• What you need to do:
Output the full listing below exactly as it reads, and skip anything that is a picture.

━━━ Raw data ━━━

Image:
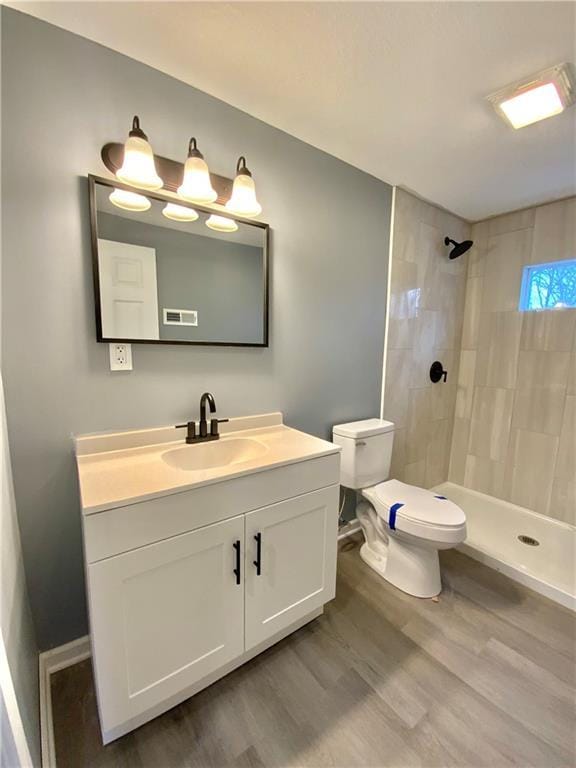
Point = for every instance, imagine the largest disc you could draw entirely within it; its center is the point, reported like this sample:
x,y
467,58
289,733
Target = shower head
x,y
459,248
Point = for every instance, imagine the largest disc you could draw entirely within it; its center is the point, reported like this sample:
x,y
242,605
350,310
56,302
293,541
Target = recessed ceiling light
x,y
546,94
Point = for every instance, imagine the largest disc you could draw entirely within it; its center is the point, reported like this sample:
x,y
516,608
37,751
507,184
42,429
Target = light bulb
x,y
129,201
196,186
179,212
221,223
243,200
138,168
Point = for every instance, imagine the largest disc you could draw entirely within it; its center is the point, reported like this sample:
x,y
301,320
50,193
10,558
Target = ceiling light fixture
x,y
179,212
243,200
138,167
129,201
546,94
196,186
221,223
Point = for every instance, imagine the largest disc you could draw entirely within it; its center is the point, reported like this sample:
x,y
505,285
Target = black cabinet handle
x,y
236,546
258,561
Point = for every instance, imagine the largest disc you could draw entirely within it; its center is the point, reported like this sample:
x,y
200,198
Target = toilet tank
x,y
366,451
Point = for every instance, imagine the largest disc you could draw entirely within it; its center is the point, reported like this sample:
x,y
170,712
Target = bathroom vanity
x,y
198,557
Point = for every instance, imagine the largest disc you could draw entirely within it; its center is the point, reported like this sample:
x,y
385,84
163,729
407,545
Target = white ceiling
x,y
396,89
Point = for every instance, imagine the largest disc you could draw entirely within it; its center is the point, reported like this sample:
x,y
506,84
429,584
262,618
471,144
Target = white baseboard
x,y
48,663
351,527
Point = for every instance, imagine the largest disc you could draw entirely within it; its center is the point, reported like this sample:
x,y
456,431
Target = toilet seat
x,y
416,511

━━━

• Task output:
Image:
Point = for every instance, imagine the largest disc you could draw entirely within it; its center is the point, reported like this sample:
x,y
467,58
289,733
Target = shower head
x,y
459,248
Point = for every instance, imagine the largest disc you could draw entirely within it; its center is the point, reported like this sample:
x,y
242,605
350,310
56,302
293,541
Target = recessed ceiling light
x,y
546,94
Point = for every instance, imagine the largest disc you could draw entirely within it; its center is the point, reported like this sample:
x,y
516,608
37,751
507,184
42,429
Target = light bulb
x,y
129,201
196,186
179,212
221,223
243,200
138,168
Point = for every instance, imagine the largest disc you could draw entirely within it; its center is the point, reported like this sample:
x,y
301,320
50,193
10,558
Target = ceiling light fixture
x,y
179,212
243,200
138,167
129,201
546,94
196,186
221,223
Point = for every instance, imagine the largest disc you could draw entirely within it; its center is the point, reported like this sample:
x,y
505,285
Target = black cabinet handle
x,y
236,546
258,561
Point = for every instance, imagine the largest disc you could draw entirely within it; its center is the point, reported like this sample:
x,y
200,198
Target = toilet tank
x,y
366,451
Point = for every instance, imagine the largest disc you could draw entirely within it; its center is the point, reported like this sample:
x,y
170,712
Target = bathroom vanity
x,y
198,557
Point = for every instance, imagine the largest disc you could draw entirely within it; its center is the point, reported like this sample:
x,y
385,84
163,729
407,545
Target = white ceiling
x,y
396,89
Point = for every instance, imagine the largest disc you could draw entirely within it; its center is the point, reported like this sample:
x,y
506,84
429,584
262,618
471,144
Target = white baseboard
x,y
48,663
351,527
Point = for every instance, imagine the largest disc you could draw entirely within it; its center is the point, reported like this sample:
x,y
456,431
Target = toilet seat
x,y
416,511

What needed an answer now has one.